Temukan setiap baris dalam catatan di bawah yang memuat kata "chrome", lalu salin semua baris tersebut.

════════

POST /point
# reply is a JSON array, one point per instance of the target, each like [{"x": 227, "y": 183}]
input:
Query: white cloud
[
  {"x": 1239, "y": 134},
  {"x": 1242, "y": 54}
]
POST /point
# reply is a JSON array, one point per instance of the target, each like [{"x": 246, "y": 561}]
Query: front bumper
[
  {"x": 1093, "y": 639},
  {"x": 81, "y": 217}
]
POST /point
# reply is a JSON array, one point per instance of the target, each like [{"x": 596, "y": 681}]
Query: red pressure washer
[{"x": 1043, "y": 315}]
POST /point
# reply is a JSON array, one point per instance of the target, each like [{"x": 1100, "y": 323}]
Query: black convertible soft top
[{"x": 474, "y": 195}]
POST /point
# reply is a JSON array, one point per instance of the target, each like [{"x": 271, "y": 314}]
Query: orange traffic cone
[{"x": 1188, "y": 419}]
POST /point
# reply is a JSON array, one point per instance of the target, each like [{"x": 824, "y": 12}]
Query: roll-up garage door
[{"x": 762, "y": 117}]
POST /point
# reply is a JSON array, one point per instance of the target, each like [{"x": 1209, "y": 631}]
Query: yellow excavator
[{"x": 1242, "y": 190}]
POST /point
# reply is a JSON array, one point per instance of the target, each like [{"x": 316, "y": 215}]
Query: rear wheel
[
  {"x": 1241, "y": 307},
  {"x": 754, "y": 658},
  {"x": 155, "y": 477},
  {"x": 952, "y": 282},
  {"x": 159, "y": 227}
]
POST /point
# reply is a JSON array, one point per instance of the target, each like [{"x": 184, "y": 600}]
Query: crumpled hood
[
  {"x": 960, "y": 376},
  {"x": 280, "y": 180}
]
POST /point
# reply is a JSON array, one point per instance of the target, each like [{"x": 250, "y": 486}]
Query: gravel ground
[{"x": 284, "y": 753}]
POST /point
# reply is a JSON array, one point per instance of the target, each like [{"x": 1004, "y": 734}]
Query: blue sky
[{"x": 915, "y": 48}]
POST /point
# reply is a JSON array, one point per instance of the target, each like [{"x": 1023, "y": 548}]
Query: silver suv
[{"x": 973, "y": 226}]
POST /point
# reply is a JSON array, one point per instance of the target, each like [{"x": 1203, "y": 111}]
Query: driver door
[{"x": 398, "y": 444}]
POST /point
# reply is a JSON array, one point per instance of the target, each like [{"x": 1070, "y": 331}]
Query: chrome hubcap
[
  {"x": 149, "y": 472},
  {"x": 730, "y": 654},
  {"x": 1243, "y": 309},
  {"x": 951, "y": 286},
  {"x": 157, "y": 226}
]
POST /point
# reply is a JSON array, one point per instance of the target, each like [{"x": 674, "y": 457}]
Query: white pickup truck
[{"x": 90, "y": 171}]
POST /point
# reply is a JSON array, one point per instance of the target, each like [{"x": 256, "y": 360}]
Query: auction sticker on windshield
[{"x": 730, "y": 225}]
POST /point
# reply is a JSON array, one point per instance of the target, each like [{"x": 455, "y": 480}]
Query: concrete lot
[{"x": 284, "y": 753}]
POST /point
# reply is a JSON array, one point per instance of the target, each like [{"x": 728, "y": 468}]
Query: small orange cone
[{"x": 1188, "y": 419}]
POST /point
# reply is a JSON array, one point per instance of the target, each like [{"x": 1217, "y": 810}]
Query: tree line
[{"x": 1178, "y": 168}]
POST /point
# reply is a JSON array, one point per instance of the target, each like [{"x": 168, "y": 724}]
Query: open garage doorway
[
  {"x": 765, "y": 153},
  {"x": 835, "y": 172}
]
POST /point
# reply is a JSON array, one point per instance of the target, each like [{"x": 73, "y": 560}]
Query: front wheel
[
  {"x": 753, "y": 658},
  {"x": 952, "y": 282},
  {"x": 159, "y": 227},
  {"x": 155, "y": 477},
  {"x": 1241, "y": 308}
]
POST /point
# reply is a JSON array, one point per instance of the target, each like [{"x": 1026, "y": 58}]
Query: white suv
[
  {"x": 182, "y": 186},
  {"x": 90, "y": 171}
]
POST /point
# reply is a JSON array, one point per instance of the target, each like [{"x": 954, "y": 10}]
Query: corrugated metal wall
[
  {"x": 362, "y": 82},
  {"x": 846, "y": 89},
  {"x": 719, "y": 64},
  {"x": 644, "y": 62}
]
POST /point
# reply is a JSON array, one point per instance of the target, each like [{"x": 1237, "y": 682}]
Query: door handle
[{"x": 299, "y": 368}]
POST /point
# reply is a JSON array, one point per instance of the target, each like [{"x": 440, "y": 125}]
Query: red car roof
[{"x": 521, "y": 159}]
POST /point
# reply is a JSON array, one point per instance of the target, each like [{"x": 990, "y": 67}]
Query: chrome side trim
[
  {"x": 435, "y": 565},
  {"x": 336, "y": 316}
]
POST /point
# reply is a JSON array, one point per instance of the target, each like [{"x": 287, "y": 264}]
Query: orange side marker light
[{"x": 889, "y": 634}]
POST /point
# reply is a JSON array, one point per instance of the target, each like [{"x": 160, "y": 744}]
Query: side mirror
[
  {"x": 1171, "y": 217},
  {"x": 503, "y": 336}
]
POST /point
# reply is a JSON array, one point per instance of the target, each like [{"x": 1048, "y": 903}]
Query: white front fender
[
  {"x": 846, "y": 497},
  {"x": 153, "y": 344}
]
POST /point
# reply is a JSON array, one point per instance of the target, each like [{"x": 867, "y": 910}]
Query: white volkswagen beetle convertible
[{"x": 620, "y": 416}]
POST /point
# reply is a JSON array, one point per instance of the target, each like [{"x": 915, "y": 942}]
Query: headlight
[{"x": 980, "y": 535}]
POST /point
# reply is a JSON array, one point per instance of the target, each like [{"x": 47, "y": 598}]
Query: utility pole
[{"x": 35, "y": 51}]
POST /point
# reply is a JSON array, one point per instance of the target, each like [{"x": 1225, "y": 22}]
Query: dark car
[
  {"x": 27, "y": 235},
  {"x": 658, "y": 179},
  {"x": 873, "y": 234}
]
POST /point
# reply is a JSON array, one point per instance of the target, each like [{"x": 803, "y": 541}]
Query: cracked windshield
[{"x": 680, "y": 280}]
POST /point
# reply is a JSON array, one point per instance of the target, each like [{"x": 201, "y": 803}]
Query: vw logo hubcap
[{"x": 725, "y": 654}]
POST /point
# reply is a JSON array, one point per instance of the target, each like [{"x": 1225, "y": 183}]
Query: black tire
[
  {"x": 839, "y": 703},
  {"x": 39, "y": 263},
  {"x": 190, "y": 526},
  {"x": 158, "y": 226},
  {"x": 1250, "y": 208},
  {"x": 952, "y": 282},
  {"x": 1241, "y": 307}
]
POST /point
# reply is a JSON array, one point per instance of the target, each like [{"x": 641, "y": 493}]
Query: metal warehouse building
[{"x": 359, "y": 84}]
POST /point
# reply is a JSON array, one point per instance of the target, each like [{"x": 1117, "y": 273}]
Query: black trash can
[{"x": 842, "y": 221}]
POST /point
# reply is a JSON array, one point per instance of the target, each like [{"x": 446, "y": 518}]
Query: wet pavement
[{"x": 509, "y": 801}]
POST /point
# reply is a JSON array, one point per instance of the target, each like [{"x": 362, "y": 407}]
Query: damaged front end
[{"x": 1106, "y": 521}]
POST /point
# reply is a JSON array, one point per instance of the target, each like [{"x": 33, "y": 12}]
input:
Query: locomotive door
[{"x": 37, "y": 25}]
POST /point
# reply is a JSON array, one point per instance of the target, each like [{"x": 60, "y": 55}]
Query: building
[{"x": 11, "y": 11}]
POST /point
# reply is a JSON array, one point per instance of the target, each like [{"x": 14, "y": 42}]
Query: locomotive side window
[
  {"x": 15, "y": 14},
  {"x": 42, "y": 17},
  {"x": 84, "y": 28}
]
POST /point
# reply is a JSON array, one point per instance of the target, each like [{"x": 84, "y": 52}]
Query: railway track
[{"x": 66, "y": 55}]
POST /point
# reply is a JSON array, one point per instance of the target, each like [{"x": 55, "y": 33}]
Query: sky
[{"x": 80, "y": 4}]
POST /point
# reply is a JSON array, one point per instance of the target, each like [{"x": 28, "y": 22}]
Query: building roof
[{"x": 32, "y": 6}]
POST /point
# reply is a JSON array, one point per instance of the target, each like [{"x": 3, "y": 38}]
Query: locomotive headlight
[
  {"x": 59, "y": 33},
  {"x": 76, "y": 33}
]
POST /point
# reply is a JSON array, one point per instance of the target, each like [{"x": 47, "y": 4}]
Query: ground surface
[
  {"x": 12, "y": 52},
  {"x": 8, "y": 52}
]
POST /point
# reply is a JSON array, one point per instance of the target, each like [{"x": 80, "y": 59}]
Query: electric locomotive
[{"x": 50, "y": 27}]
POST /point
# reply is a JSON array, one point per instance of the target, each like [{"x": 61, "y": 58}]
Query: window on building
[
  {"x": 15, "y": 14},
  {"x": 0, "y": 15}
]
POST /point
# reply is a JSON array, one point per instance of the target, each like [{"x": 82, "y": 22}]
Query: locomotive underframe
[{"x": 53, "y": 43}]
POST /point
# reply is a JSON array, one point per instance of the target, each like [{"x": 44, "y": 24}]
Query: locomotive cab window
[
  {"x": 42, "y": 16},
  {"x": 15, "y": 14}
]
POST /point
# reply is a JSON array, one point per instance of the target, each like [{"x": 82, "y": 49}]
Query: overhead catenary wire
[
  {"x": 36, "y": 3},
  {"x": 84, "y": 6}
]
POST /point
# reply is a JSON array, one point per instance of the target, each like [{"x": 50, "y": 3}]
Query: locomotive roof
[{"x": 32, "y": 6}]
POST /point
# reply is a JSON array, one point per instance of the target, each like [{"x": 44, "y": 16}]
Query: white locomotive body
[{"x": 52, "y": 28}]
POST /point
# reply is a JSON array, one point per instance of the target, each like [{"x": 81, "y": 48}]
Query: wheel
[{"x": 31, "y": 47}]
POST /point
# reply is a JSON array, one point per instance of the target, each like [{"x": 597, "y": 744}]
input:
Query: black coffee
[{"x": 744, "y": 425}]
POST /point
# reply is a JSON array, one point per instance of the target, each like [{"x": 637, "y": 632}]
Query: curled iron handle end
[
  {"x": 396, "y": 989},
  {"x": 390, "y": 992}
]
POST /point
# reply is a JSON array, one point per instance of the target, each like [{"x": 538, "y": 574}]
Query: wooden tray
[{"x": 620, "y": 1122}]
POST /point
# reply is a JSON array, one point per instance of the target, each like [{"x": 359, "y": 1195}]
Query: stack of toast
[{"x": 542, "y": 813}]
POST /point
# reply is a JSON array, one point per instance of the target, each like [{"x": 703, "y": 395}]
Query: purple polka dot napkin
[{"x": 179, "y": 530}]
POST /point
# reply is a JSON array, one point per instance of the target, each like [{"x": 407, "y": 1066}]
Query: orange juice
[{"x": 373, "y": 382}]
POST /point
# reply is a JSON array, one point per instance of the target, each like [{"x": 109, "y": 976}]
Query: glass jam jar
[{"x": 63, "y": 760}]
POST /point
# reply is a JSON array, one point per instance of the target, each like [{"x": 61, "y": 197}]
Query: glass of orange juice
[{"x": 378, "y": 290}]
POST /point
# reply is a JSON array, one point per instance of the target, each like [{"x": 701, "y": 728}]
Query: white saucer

════════

▸ **JAWABAN**:
Query: chrome hubcap
Query: chrome side trim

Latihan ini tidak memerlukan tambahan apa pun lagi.